▶ **REQUIRED ACTION**:
Your answer should consist only of the line with "of the navy" and the lines after it, reproduced exactly through the end of the entries below.

Records from a dataset:

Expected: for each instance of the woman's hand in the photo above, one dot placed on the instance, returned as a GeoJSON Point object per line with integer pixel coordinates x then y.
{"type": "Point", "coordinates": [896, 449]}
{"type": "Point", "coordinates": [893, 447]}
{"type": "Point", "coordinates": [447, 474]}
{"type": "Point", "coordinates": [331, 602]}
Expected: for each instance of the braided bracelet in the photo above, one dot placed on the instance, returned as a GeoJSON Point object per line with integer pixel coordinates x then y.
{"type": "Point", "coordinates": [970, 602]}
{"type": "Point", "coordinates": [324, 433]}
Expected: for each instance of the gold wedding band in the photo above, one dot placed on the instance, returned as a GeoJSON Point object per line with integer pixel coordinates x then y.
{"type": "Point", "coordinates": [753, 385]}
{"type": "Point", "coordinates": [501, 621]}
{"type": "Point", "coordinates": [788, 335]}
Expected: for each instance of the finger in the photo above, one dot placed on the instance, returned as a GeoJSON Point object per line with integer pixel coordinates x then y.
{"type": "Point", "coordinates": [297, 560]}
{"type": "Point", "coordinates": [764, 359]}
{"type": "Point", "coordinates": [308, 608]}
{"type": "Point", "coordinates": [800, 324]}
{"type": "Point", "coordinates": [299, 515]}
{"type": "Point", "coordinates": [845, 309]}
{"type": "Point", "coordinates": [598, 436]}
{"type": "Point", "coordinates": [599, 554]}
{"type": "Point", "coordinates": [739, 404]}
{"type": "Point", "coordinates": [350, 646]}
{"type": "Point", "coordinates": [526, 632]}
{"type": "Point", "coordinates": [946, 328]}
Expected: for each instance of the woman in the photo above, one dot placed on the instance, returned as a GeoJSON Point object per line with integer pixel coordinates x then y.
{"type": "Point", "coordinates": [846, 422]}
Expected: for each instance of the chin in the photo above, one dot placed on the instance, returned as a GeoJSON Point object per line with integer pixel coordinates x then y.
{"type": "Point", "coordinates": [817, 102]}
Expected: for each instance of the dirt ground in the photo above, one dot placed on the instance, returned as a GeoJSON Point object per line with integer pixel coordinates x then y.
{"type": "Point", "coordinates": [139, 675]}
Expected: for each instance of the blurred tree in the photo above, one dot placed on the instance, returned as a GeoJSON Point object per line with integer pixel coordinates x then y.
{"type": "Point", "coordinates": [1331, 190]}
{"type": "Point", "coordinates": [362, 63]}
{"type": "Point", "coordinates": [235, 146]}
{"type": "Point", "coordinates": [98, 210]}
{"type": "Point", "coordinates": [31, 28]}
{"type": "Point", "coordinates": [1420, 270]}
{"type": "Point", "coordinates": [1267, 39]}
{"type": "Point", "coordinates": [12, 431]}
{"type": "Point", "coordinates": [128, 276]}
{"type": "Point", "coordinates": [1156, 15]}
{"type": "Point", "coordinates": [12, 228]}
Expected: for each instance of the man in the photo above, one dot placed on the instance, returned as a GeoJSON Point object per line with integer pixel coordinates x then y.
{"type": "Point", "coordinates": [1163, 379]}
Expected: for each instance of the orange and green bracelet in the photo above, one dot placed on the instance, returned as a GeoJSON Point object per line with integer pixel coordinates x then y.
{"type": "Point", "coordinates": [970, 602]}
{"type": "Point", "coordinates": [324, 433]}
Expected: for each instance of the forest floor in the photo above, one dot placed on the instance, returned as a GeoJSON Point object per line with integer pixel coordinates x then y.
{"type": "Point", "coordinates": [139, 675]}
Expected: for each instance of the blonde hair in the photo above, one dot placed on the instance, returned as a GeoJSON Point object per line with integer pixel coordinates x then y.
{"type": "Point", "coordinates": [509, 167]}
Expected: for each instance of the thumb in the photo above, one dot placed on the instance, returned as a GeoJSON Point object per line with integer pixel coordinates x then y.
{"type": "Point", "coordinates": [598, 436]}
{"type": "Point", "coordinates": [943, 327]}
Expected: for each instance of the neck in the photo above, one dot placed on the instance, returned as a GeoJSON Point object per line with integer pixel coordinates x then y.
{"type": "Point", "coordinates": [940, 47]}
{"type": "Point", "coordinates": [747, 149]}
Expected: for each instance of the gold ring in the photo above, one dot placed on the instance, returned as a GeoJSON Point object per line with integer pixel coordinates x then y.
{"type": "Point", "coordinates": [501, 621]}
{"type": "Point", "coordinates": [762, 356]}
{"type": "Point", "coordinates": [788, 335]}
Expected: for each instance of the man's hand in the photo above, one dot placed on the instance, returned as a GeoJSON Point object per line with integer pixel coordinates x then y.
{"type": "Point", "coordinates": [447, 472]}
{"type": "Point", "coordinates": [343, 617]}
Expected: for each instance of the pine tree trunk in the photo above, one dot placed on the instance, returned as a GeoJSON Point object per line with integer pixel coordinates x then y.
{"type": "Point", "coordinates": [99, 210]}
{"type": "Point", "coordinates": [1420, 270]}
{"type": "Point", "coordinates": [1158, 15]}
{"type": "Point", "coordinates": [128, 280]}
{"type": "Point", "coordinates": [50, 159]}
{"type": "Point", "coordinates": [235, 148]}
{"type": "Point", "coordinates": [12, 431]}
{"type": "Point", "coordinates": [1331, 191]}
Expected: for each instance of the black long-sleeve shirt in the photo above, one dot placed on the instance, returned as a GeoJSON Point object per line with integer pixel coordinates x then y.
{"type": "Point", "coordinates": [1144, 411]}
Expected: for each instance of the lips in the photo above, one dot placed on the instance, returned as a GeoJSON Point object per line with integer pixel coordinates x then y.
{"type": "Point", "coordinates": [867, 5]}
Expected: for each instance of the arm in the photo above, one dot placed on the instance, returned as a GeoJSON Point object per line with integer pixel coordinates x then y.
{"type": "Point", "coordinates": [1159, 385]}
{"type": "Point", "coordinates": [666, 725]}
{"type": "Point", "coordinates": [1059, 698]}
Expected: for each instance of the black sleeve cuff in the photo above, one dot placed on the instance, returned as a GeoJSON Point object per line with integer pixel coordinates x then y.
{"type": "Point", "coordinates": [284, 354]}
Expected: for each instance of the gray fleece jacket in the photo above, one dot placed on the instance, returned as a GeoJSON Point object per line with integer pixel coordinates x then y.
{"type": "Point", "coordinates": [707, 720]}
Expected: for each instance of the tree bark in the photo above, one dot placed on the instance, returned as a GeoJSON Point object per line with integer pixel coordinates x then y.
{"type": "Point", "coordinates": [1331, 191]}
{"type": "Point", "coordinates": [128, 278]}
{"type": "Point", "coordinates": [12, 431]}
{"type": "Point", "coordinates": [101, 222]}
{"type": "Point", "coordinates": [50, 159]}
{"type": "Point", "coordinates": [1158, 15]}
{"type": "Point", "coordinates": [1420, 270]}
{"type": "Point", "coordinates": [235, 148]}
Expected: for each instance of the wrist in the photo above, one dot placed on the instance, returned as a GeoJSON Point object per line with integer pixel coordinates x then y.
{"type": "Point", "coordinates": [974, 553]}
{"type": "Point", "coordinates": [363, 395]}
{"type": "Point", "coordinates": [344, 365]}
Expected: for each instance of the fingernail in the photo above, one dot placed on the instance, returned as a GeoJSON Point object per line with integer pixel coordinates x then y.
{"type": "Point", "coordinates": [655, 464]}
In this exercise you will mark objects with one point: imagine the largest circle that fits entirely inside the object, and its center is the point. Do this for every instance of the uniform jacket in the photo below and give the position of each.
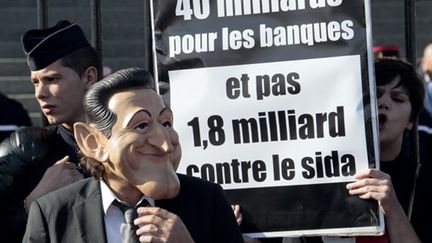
(74, 213)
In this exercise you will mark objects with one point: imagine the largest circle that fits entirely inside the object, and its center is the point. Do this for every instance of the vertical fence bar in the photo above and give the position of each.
(96, 29)
(410, 31)
(42, 13)
(148, 60)
(411, 56)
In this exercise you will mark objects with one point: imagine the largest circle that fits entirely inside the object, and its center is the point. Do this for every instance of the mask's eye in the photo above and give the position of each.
(141, 126)
(167, 124)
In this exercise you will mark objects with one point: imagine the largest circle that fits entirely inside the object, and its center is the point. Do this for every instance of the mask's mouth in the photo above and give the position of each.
(382, 119)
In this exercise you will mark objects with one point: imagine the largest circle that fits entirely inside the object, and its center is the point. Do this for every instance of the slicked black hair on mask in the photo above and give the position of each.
(97, 97)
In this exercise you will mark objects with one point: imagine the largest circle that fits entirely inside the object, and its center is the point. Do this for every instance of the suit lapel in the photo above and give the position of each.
(89, 215)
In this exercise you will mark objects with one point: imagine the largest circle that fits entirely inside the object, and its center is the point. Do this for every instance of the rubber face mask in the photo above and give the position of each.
(144, 149)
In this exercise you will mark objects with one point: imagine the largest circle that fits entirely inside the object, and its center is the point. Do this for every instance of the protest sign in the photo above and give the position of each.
(274, 100)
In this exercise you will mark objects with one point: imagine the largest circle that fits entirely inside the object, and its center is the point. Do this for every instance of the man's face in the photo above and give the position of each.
(144, 149)
(394, 108)
(59, 91)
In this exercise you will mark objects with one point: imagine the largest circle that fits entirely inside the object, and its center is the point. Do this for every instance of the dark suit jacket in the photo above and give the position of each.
(74, 213)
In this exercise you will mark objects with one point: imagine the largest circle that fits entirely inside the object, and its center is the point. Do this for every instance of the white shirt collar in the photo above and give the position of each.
(108, 197)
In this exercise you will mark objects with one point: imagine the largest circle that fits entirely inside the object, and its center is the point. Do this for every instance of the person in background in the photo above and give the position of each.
(12, 117)
(133, 151)
(35, 161)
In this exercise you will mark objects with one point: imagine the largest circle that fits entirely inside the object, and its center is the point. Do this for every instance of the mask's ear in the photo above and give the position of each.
(90, 76)
(91, 141)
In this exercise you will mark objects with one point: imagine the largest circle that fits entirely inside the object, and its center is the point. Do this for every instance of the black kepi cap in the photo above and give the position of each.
(45, 46)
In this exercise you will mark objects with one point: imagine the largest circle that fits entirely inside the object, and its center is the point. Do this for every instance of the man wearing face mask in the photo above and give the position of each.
(133, 152)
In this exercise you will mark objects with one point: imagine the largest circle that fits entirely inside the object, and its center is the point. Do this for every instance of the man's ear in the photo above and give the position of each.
(90, 75)
(91, 141)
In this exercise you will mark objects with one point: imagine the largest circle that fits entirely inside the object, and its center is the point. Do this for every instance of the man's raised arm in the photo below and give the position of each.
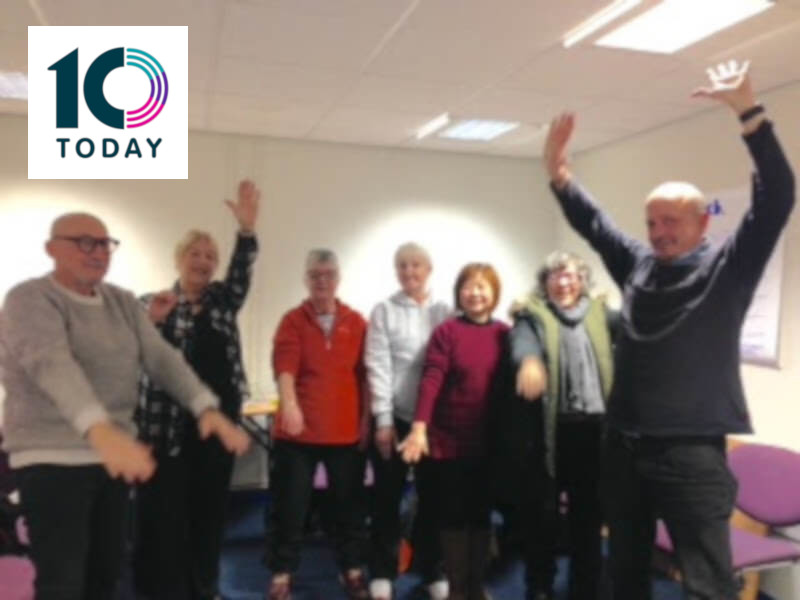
(618, 250)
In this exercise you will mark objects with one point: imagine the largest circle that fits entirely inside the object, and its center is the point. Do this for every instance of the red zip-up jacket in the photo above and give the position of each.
(328, 372)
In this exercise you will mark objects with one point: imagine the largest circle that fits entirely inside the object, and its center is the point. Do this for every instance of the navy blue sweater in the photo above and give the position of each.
(677, 355)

▶ **RESULT BELOW**:
In this exercise you will mark objects with one point: imagine the largest circle that fits entirely inside the object, and its center is the point. Do this for every instance of the navy blue sweater in the photo above and give the position of each.
(677, 355)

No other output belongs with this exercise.